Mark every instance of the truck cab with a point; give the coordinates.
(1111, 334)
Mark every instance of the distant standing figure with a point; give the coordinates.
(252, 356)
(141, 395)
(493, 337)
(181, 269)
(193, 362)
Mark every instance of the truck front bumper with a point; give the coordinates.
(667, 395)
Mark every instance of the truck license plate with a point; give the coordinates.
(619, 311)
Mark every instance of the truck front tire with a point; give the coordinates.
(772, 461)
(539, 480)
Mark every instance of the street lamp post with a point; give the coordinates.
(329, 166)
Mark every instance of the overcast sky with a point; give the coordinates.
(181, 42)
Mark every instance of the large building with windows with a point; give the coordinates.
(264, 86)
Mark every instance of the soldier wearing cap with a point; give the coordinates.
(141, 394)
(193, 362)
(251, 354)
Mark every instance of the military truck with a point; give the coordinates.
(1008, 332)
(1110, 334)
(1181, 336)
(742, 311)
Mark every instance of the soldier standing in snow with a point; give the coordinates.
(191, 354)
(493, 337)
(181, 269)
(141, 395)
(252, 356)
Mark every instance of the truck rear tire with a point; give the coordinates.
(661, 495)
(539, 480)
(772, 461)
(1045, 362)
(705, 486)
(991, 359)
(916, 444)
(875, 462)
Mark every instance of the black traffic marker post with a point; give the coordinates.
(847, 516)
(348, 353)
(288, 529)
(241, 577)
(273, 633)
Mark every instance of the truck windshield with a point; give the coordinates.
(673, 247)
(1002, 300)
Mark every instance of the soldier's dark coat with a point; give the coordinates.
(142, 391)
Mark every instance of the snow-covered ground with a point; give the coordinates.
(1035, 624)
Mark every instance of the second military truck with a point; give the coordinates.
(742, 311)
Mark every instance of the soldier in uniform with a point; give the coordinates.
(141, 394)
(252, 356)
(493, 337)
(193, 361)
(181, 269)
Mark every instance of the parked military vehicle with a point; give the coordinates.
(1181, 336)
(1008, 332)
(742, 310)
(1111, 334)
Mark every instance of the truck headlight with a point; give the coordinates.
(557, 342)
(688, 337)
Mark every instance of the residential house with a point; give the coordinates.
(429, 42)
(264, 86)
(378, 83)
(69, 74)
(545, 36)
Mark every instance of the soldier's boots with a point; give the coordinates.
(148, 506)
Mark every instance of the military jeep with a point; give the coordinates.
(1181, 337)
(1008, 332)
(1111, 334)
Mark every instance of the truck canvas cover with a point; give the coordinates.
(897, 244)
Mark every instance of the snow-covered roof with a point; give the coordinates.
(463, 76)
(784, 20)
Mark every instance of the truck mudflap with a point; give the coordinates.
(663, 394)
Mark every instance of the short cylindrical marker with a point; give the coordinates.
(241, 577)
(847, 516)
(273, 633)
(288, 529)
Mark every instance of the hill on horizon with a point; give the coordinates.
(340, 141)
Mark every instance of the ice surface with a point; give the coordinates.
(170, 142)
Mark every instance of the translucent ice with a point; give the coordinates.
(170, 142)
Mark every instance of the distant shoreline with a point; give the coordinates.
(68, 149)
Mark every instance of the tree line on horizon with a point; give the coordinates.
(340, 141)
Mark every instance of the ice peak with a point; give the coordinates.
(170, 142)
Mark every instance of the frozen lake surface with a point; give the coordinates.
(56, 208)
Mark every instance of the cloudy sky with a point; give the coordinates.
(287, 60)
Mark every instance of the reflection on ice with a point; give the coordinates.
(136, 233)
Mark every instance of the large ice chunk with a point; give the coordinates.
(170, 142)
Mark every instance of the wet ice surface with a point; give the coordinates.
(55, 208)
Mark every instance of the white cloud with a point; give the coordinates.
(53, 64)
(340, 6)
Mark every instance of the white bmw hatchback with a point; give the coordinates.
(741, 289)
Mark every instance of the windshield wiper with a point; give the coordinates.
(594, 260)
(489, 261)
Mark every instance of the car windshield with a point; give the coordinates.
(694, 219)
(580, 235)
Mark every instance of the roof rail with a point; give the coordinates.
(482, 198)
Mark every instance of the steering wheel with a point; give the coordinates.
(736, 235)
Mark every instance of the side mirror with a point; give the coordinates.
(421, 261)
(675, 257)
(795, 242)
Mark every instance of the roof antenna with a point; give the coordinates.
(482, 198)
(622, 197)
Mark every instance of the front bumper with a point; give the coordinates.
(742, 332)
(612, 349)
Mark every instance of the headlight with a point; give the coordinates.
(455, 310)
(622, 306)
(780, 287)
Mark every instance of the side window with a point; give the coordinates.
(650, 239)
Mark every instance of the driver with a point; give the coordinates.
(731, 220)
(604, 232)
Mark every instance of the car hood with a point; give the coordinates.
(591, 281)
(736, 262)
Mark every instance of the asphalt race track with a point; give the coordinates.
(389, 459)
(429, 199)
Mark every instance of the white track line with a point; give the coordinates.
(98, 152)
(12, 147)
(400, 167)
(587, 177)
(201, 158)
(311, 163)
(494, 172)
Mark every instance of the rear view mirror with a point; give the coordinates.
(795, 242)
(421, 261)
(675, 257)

○ ○ ○

— Your task —
Extract, exactly, the lines above that begin at the line containing "Mark every instance of the side mirror" and end at the final line of the records; add no other text.

— Output for this exercise —
Mark every instance of the side mirror with a point; give the coordinates.
(421, 261)
(675, 257)
(795, 242)
Mark every instance of the roof antenna with a point; give the coordinates.
(482, 198)
(622, 197)
Mark every instance of the front bumper with a point; give the coordinates.
(742, 332)
(612, 349)
Mark every instance of the headlight with a point; give the coordinates.
(455, 310)
(622, 306)
(780, 287)
Mark every instance of the side window with a point; give the coordinates.
(650, 239)
Mark every instance of the driver with a point; give the coordinates.
(731, 220)
(604, 232)
Mark every instance of the car hood with a point; give the coordinates.
(591, 281)
(736, 262)
Mark every instance of the asphalt race track with a point; give the coordinates.
(389, 459)
(429, 199)
Mark every instance of the white track line with a point; give the coordinates.
(98, 152)
(12, 147)
(400, 167)
(587, 177)
(201, 158)
(311, 163)
(494, 172)
Mark every instance of the rear view mirror with a point; give the coordinates.
(795, 242)
(421, 261)
(675, 257)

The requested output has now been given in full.